* _TASK DETAILS_
Repeat the passage of the IOMMU patch discussion below word for word, from "On 2022/3/29 16:42, Tian, Kevin" to "device driver bound.".

Re: [PATCH RFC v2 02/11] iommu: Add iommu_group_singleton_lockdown()

2022-03-31 Thread Yi Liu



On 2022/3/29 16:42, Tian, Kevin wrote:

From: Lu Baolu 
Sent: Tuesday, March 29, 2022 1:38 PM

Some of the interfaces in the IOMMU core require that only a single
kernel device driver controls the device in the IOMMU group. The
existing method is to check the device count in the IOMMU group in
the interfaces. This is unreliable because any device added to the
IOMMU group later breaks this assumption without notifying the driver
using the interface. This adds iommu_group_singleton_lockdown() that
checks the requirement and locks down the IOMMU group with only single
device driver bound.

Signed-off-by: Lu Baolu 
---
  drivers/iommu/iommu.c | 30 ++
  1 file changed, 18 insertions(+), 12 deletions(-)

diff --git a/drivers/iommu/iommu.c b/drivers/iommu/iommu.c
index 0c42ece25854..9fb8a5b4491e 100644
--- a/drivers/iommu/iommu.c
+++ b/drivers/iommu/iommu.c
@@ -48,6 +48,7 @@ struct iommu_group {
struct list_head entry;
unsigned int owner_cnt;
void *owner;
+   bool singleton_lockdown;
  };

  struct group_device {
@@ -968,15 +969,16 @@ void iommu_group_remove_device(struct device
*dev)
  }
  EXPORT_SYMBOL_GPL(iommu_group_remove_device);

-static int iommu_group_device_count(struct iommu_group *group)
+/* Callers should hold the group->mutex. */
+static bool iommu_group_singleton_lockdown(struct iommu_group *group)
  {
-   struct group_device *entry;
-   int ret = 0;
-
-   list_for_each_entry(entry, &group->devices, list)
-   ret++;
+   if (group->owner_cnt != 1 ||
+   group->domain != group->default_domain ||
+   group->owner)
+   return false;


Curious why there will be a case where group uses default_domain
while still having a owner? I have the impression that owner is used
for userspace DMA where a different domain is used.


+   group->singleton_lockdown = true;

-   return ret;
+   return true;
  }


btw I'm not sure whether this is what SVA requires. IIRC the problem with
SVA is because PASID TLP prefix is not counted in PCI packet routing thus
a DMA target address with PASID might be treated as P2P if the address
falls into the MMIO BAR of other devices in the group. This is why the
original code needs to strictly apply SVA in a group containing a single
device, instead of a group attached by a single driver, unless we want to
reserve those MMIO ranges in CPU VA space.

Jean can correct me if my memory is wrong.


I think so. I remember the major gap is PASID info is not used in the PCI's 
address based TLP routing mechanism. So P2P may happen if the address
happens to be device MMIO. Per the commit message from Jean. Even for 
singular groups, it's not an easy thing. So non-sigleton groups are not

considered so far.

"

* _ENTRIES SUPPLIED_

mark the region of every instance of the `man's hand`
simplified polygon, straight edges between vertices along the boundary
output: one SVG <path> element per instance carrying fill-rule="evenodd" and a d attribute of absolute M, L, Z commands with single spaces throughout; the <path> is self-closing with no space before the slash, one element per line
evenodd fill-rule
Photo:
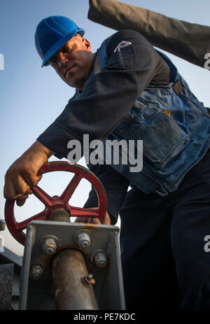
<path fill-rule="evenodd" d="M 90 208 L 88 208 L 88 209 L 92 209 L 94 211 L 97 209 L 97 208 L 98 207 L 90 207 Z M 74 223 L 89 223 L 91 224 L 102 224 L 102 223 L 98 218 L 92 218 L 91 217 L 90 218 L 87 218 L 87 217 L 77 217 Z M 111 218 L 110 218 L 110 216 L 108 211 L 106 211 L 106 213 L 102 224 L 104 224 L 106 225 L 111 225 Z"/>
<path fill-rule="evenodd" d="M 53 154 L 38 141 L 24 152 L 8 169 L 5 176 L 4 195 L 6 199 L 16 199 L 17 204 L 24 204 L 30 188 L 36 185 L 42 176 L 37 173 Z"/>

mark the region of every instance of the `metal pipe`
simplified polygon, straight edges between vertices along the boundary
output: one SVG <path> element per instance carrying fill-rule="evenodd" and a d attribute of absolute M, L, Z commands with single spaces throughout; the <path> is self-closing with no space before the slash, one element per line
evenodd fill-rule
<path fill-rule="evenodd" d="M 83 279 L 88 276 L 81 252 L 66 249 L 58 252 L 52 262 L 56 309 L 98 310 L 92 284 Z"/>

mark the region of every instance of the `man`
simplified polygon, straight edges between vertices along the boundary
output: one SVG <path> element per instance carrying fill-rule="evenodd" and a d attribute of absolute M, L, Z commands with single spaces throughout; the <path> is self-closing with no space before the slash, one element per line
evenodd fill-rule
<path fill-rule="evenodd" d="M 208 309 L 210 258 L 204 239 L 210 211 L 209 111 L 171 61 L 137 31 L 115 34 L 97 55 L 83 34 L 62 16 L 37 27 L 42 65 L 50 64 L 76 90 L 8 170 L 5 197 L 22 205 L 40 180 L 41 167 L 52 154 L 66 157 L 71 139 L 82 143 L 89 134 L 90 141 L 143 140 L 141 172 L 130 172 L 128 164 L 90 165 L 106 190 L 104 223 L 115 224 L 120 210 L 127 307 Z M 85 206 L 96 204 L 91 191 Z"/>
==
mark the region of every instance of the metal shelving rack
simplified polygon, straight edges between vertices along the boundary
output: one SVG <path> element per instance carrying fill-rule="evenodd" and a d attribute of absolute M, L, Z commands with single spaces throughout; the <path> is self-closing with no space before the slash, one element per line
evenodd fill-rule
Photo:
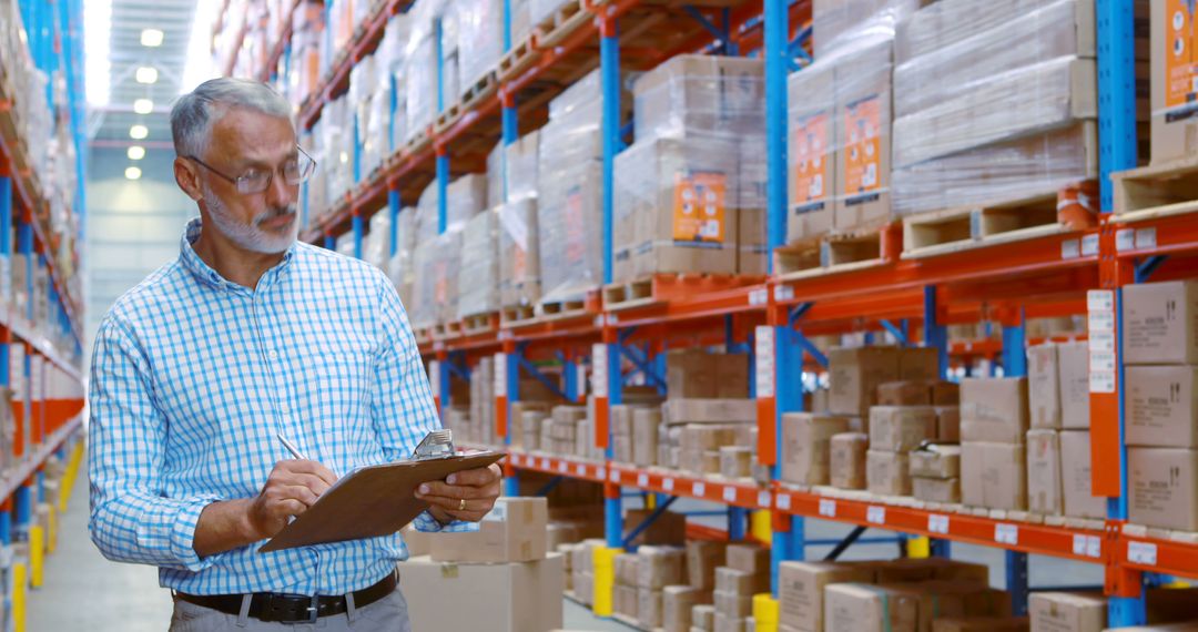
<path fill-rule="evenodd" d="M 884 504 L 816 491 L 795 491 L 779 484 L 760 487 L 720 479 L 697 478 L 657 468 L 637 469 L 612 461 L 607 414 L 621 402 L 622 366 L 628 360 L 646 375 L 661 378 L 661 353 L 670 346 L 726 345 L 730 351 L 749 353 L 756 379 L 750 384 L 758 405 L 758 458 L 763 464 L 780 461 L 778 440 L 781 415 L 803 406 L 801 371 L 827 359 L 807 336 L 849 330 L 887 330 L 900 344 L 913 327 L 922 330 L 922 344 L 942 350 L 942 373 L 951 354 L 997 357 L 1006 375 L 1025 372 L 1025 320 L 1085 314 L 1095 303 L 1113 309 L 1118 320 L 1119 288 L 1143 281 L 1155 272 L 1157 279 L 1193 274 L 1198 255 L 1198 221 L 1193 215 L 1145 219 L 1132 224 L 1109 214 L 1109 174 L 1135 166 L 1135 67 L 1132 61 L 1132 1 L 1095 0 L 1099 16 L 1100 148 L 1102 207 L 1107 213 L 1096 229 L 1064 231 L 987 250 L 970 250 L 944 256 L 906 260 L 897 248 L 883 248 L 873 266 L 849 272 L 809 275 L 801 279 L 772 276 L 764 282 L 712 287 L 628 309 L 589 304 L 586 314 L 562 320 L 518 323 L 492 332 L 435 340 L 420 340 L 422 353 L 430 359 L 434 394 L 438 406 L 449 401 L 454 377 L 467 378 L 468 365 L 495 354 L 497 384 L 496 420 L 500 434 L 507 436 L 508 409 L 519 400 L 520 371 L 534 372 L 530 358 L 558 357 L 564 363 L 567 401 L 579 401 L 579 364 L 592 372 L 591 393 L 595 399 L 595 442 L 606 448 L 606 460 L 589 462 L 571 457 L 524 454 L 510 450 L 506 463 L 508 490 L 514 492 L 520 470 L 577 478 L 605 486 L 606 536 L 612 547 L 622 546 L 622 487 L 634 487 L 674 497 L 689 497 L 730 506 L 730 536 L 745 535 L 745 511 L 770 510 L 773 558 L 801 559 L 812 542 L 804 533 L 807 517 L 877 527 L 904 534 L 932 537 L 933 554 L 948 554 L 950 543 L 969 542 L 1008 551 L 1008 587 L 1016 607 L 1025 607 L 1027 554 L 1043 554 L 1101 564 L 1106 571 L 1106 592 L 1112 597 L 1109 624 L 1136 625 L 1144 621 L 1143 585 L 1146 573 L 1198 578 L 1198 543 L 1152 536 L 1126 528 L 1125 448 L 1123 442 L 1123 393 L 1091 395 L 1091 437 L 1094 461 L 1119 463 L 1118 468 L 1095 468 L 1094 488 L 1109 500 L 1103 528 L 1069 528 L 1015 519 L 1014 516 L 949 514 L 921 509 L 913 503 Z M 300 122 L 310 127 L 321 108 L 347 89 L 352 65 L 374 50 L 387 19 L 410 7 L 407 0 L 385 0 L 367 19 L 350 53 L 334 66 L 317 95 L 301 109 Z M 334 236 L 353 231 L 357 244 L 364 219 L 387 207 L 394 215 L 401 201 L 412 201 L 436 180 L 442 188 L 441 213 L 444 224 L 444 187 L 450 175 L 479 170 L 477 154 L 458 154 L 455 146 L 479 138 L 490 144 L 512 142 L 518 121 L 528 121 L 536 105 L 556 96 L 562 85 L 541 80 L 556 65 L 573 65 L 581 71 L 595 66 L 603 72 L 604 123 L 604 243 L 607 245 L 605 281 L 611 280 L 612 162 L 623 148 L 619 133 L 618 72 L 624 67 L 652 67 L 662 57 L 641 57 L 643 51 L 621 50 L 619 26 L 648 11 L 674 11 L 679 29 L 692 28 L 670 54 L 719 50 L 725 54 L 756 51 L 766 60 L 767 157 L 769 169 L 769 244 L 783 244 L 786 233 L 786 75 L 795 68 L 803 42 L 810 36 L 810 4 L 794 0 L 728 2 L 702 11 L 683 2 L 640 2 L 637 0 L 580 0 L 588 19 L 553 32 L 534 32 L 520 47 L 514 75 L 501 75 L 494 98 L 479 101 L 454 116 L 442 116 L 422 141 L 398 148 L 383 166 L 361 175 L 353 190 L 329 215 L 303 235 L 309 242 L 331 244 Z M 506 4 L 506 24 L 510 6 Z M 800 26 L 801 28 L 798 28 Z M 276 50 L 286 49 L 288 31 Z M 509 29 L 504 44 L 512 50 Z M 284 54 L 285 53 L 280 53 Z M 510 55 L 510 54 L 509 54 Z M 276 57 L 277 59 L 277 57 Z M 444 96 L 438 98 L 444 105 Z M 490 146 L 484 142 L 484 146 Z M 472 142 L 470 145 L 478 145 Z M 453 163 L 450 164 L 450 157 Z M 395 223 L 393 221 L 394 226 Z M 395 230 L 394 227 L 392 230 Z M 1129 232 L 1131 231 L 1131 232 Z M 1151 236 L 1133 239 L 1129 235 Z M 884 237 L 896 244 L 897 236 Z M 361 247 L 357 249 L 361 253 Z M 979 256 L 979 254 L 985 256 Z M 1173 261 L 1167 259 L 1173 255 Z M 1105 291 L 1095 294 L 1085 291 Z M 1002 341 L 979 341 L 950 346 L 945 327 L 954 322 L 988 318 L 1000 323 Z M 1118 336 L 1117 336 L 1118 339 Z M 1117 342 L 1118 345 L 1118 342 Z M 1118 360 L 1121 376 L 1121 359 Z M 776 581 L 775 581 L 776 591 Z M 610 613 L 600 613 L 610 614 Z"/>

* _WRITTEN SOLUTION_
On 2022/3/29 16:42, Tian, Kevin wrote:

From: Lu Baolu 
Sent: Tuesday, March 29, 2022 1:38 PM

Some of the interfaces in the IOMMU core require that only a single
kernel device driver controls the device in the IOMMU group. The
existing method is to check the device count in the IOMMU group in
the interfaces. This is unreliable because any device added to the
IOMMU group later breaks this assumption without notifying the driver
using the interface. This adds iommu_group_singleton_lockdown() that
checks the requirement and locks down the IOMMU group with only single
device driver bound.